» Work to complete
Nothing may be dropped or altered: reproduce all the data.

» Recorded data
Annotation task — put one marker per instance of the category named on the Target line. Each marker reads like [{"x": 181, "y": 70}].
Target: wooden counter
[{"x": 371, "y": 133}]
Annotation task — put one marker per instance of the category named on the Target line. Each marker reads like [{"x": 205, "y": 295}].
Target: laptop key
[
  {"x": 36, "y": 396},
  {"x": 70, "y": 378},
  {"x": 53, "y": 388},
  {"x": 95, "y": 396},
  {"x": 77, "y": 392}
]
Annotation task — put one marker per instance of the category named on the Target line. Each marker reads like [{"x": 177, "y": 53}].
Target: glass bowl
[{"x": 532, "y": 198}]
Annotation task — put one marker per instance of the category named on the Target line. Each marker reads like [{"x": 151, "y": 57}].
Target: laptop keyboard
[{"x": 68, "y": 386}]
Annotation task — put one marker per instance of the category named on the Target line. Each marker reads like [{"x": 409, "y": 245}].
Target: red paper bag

» Finished exercise
Annotation task — put one marker per instance of the category named on the Target line. Each marker reads like [{"x": 181, "y": 70}].
Target: wooden counter
[{"x": 371, "y": 133}]
Annotation task — put one marker per instance of the category named on the Target line. Each marker reads like [{"x": 205, "y": 295}].
Target: laptop key
[
  {"x": 36, "y": 396},
  {"x": 70, "y": 378},
  {"x": 53, "y": 388},
  {"x": 95, "y": 396},
  {"x": 77, "y": 392}
]
Annotation task — put one marker per instance of the category named on the Target line. Each marker reads like [{"x": 177, "y": 53}].
Target: glass bowl
[{"x": 532, "y": 198}]
Annotation task — put one marker per instance of the category named on the Target line. Each marker reads like [{"x": 151, "y": 57}].
Target: laptop keyboard
[{"x": 68, "y": 386}]
Annotation task — put one marker per instance of the category named on the Target line. Each marker reads like [{"x": 409, "y": 245}].
Target: red paper bag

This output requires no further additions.